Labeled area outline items
**********

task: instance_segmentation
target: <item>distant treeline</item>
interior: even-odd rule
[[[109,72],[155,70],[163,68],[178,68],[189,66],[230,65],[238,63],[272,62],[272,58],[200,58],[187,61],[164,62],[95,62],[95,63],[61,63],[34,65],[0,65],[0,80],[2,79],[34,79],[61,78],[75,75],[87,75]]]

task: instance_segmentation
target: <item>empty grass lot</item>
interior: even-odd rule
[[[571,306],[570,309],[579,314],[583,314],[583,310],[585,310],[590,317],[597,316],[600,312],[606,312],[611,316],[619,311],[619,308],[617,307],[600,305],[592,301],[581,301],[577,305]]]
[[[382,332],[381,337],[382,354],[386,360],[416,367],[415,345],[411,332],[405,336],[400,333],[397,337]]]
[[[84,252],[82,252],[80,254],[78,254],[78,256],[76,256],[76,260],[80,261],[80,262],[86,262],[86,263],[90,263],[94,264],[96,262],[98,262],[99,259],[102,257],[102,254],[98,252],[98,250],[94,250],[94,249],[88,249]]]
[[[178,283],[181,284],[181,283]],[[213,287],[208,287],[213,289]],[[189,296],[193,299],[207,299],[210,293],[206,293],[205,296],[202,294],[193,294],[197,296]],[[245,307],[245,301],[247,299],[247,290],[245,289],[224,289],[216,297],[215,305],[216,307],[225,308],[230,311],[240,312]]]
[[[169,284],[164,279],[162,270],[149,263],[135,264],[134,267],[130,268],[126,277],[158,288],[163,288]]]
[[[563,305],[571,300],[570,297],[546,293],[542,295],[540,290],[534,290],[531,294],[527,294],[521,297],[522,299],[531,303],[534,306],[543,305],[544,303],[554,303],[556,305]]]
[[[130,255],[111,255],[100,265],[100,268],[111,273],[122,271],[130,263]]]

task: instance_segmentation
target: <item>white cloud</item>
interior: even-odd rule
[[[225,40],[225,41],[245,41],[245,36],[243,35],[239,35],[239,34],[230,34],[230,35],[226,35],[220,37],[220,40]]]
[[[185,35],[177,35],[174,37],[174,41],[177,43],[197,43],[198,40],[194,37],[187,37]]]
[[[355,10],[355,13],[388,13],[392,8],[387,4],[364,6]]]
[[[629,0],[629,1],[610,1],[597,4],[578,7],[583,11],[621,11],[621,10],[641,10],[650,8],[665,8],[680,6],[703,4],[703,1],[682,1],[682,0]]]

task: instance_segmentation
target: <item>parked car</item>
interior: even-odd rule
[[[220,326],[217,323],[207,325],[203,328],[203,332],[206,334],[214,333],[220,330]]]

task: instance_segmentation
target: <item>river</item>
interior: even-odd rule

**********

**PROBLEM STATEMENT**
Please rewrite the material above, changing every "even-odd rule" to "nonzero winding rule" and leaving everything else as it is.

**WRITTEN ANSWER**
task: instance_segmentation
target: <item>distant treeline</item>
interior: nonzero winding rule
[[[109,72],[155,70],[163,68],[178,68],[189,66],[230,65],[238,63],[272,62],[272,58],[200,58],[187,61],[164,62],[95,62],[95,63],[61,63],[34,65],[0,65],[0,80],[2,79],[34,79],[61,78],[75,75],[87,75]]]

task: instance_segmentation
target: <item>empty grass lot</item>
interior: nonzero winding rule
[[[571,306],[570,309],[579,314],[583,314],[583,310],[585,310],[590,317],[597,316],[600,312],[606,312],[611,316],[619,311],[619,308],[617,307],[600,305],[592,301],[581,301],[577,305]]]
[[[382,332],[381,337],[382,354],[386,360],[416,367],[415,345],[411,332],[405,336],[400,333],[397,337]]]
[[[84,252],[82,252],[80,254],[78,254],[78,256],[76,256],[76,260],[80,261],[80,262],[86,262],[86,263],[90,263],[94,264],[96,262],[98,262],[99,259],[102,257],[102,254],[98,252],[98,250],[94,250],[94,249],[88,249]]]
[[[178,283],[181,284],[181,283]],[[213,287],[208,287],[213,289]],[[189,296],[193,299],[207,299],[210,293],[206,293],[205,296],[202,294],[193,294],[197,296]],[[245,307],[245,301],[247,299],[247,290],[245,289],[224,289],[216,297],[215,305],[216,307],[225,308],[230,311],[240,312]]]
[[[169,284],[164,279],[162,270],[149,263],[135,264],[134,267],[130,268],[126,277],[158,288],[163,288]]]
[[[563,305],[571,300],[570,297],[546,293],[542,295],[540,290],[534,290],[531,294],[527,294],[521,297],[522,299],[531,303],[534,306],[543,305],[544,303],[554,303],[556,305]]]
[[[130,255],[111,255],[100,265],[100,268],[111,273],[122,271],[130,263]]]

task: instance_segmentation
target: <item>white cloud</item>
interior: nonzero winding rule
[[[225,40],[225,41],[245,41],[245,36],[243,35],[239,35],[239,34],[230,34],[230,35],[226,35],[220,37],[220,40]]]
[[[185,35],[177,35],[174,37],[174,41],[177,43],[197,43],[198,40],[194,37],[187,37]]]
[[[355,10],[355,13],[388,13],[392,8],[387,4],[364,6]]]
[[[629,0],[629,1],[610,1],[597,4],[578,7],[583,11],[621,11],[621,10],[641,10],[650,8],[665,8],[680,6],[703,4],[703,1],[682,1],[682,0]]]

task: instance_segmentation
target: <item>parked car</item>
interior: nonzero winding rule
[[[220,326],[217,323],[207,325],[203,328],[203,332],[206,334],[214,333],[220,330]]]

task: instance_segmentation
target: <item>river</item>
interior: nonzero winding rule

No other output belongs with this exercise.